[BEGIN GIVEN PASSAGE]

Bernie Sanders posted a link to a live stream and I wanted to watch it but I
couldn't for the life of me figure out how to watch it online (strike 1).
There apparently IS a way to do this but I couldn't find it and coming from
someone who does web/mobile development for a living that should never happen.
So I downloaded the app and signed in with Twitter. Then I tried clicking the
link to the stream again but I couldn't get it to open up in the app (strike
2). I then searched for "Bernie Sanders" and found him and clicked the
"Follow" button. I then swiped back over to the first screen that shows the
current streams for people you follow and it was blank... I don't know how
often this updates but I'd expect if I just fucking followed someone (who was
streaming LIVE) then this page would update (strike 3). I went back to search
and clicked on his name and saw I could click on his picture to jump into his
live stream which I did. This seemed to work but the comments/hearts were
SUPER FUCKING ANNOYING, I really wish there was a way to disable those
covering up the video. I watched the stream (which cut out a few times, this
may have just been the streamers connection) and afterwards I wanted to see
what I missed at the start but AFAICT there is NO WAY TO WATCH OLD STREAMS
(strike 4?). This is deal breaker for me. Fuck your "synchronous" model, it's
horseshit. Live streaming is fine but let me watch what they streamed if I
missed it or if I came in late.

[END GIVEN PASSAGE]
[BEGIN RECORDS]

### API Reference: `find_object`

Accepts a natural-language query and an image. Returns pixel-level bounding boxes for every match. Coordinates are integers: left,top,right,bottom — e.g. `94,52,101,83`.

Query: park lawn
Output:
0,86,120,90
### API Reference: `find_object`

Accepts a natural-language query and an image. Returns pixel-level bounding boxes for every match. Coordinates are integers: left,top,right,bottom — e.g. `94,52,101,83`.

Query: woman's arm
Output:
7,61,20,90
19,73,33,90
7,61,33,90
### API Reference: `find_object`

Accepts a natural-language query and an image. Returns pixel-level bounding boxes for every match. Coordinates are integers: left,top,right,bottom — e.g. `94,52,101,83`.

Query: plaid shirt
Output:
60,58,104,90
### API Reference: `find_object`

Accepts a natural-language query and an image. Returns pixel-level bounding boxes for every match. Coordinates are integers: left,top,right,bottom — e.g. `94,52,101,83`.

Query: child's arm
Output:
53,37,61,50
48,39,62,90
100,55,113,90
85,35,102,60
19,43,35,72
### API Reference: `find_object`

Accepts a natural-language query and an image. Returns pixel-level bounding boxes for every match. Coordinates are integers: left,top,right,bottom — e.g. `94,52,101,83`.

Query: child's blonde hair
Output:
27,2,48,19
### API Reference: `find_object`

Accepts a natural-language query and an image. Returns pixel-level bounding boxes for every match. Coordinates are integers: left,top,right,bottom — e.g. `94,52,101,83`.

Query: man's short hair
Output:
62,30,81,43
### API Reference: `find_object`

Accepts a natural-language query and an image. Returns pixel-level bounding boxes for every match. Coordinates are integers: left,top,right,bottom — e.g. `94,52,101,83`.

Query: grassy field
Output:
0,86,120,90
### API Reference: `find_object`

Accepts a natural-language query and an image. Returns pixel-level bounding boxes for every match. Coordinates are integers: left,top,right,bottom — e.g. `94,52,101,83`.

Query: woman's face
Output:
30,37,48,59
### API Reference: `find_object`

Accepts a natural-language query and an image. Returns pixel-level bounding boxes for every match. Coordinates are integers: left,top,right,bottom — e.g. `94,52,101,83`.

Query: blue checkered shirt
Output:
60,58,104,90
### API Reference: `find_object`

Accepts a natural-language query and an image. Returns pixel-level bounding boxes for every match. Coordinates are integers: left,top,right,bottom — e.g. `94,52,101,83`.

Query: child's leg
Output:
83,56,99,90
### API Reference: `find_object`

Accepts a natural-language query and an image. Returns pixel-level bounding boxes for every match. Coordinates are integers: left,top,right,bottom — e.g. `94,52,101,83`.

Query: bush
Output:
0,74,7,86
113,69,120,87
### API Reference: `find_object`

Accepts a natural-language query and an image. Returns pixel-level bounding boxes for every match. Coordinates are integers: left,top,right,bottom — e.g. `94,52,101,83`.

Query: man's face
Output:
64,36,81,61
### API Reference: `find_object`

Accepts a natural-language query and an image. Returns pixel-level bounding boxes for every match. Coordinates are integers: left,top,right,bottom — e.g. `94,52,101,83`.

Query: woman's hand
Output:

[END RECORDS]

■ GOAL OF THE EXERCISE ■
Rewrite the live-stream post from "There apparently IS" through "should never happen.", swapping "web/mobile development" for "software engineering".

■ ANSWER FOR THE TASK ■
There apparently IS a way to do this but I couldn't find it and coming from
someone who does software engineering for a living that should never happen.